Stored data ▸
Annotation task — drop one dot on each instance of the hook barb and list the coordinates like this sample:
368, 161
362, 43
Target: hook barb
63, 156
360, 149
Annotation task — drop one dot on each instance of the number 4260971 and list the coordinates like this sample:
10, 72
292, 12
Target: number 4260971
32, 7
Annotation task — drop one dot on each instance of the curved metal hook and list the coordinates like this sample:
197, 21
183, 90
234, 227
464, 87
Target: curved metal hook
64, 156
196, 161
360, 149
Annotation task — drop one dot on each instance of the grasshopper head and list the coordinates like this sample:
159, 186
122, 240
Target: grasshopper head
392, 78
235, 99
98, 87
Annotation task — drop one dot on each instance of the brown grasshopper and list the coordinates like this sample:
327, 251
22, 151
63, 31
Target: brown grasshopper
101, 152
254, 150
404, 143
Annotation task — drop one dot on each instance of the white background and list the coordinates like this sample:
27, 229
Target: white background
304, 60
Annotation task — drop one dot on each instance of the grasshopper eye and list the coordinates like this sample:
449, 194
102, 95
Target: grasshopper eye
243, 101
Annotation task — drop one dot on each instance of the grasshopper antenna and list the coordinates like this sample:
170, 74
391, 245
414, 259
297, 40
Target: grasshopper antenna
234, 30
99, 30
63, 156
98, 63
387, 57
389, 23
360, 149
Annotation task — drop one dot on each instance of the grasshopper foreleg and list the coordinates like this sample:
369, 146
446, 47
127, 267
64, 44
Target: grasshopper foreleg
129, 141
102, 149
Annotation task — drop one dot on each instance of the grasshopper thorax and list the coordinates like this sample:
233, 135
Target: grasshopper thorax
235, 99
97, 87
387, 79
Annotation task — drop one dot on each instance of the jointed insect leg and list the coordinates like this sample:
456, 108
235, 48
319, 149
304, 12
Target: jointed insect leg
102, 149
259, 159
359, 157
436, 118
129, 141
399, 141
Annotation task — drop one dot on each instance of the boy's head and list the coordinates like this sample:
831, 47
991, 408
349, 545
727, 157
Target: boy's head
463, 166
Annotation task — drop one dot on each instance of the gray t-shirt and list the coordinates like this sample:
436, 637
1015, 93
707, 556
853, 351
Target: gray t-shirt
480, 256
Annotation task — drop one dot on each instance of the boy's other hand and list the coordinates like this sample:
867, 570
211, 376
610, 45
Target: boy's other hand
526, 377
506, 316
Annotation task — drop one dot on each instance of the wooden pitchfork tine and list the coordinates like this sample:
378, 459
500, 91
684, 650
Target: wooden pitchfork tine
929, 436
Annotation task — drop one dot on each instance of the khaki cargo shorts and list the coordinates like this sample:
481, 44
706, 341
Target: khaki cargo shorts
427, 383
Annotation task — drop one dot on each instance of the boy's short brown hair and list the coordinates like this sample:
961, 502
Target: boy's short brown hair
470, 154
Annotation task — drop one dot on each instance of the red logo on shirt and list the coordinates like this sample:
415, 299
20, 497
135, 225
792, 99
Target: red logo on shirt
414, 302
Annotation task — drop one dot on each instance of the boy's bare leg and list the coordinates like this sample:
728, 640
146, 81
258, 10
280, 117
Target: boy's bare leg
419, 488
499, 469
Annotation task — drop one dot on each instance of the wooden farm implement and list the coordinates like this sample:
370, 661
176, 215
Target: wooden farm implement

Problem statement ▸ Rewrite all of the data above as a JSON list of strings, with each line as its own string and blank lines omitted.

Problem solution ▸
[
  "Annotation task — drop one dot on each instance of the hook barb and list the coordinates like this sample:",
  "368, 161",
  "362, 43",
  "Target: hook barb",
  "63, 156",
  "360, 149",
  "Annotation task — drop one dot on each instance of the number 4260971 and list the coordinates like this sample:",
  "10, 72",
  "292, 12",
  "Target: number 4260971",
  "32, 7",
  "Annotation task — drop one dot on each instance of the curved metal hook and list the coordinates like this sample:",
  "197, 21",
  "183, 90",
  "234, 227",
  "464, 87",
  "Target: curved metal hook",
  "64, 156",
  "196, 161",
  "360, 149",
  "Annotation task — drop one dot on each instance of the grasshopper head and list the coordinates like this sample:",
  "159, 186",
  "122, 240",
  "Target: grasshopper head",
  "392, 78",
  "235, 99",
  "98, 87",
  "Annotation task — drop one dot on each instance of the brown grasshopper and list the coordinates like this sample:",
  "327, 251",
  "22, 151",
  "63, 31",
  "Target: brown grasshopper",
  "101, 152",
  "254, 150",
  "404, 143",
  "Annotation task — drop one dot on each instance of the white background and list the coordinates like this sample:",
  "27, 229",
  "Target: white background",
  "304, 60",
  "Annotation task — drop one dot on each instance of the grasshopper eye and list the coordinates like this sample:",
  "449, 194",
  "102, 95",
  "Target: grasshopper eye",
  "243, 101",
  "Annotation task — drop one dot on each instance of the grasshopper antenna and list the coordinates like this sample:",
  "170, 74",
  "391, 245",
  "414, 259",
  "297, 40",
  "Target: grasshopper antenna",
  "234, 30",
  "99, 30",
  "63, 156",
  "98, 63",
  "387, 57",
  "389, 23",
  "360, 149",
  "Annotation task — drop one dot on each instance of the grasshopper foreleg and list the coordinates like this sample:",
  "369, 146",
  "446, 47",
  "127, 267",
  "64, 44",
  "Target: grasshopper foreleg",
  "129, 141",
  "102, 149",
  "Annotation task — drop one dot on each instance of the grasshopper thorax and list the coordinates like this sample:",
  "233, 135",
  "Target: grasshopper thorax",
  "235, 99",
  "97, 87",
  "387, 79",
  "Annotation task — drop one dot on each instance of the jointed insect leg and list the coordinates like this sample:",
  "456, 108",
  "235, 48",
  "319, 149",
  "304, 12",
  "Target: jointed insect leg",
  "102, 149",
  "259, 159",
  "359, 157",
  "436, 118",
  "129, 141",
  "399, 141",
  "Annotation task — drop one dot on each instance of the boy's head and list the coordinates like this sample:",
  "831, 47",
  "991, 408",
  "349, 545",
  "727, 157",
  "Target: boy's head",
  "463, 166",
  "Annotation task — drop one dot on each instance of the gray t-shirt and list the coordinates like this sample:",
  "436, 637",
  "1015, 93",
  "707, 556",
  "853, 351",
  "Target: gray t-shirt",
  "480, 256",
  "Annotation task — drop one dot on each instance of the boy's other hand and list the coordinates like this sample:",
  "867, 570",
  "211, 376",
  "610, 45",
  "Target: boy's other hand",
  "526, 377",
  "506, 316",
  "Annotation task — drop one dot on each instance of the wooden pitchfork tine and list the coordinates like this sample:",
  "378, 459",
  "500, 91",
  "684, 650",
  "Target: wooden pitchfork tine",
  "929, 436",
  "Annotation task — drop one dot on each instance of the khaki cargo shorts and list the coordinates like this sample:",
  "481, 44",
  "706, 341",
  "Target: khaki cargo shorts",
  "427, 383",
  "Annotation task — drop one dot on each instance of the boy's short brown hair and list the coordinates like this sample:",
  "961, 502",
  "Target: boy's short brown hair",
  "470, 154",
  "Annotation task — drop one dot on each instance of the red logo on shirt and list the coordinates like this sample:",
  "415, 299",
  "20, 497",
  "135, 225",
  "792, 99",
  "Target: red logo on shirt",
  "414, 302",
  "Annotation task — drop one dot on each instance of the boy's bare leg and list the coordinates like this sample:",
  "728, 640",
  "146, 81",
  "258, 10",
  "280, 117",
  "Target: boy's bare leg",
  "419, 488",
  "499, 469",
  "Annotation task — drop one dot on each instance of the wooden farm implement and list the coordinates like this sample:",
  "370, 661",
  "176, 215",
  "Target: wooden farm implement"
]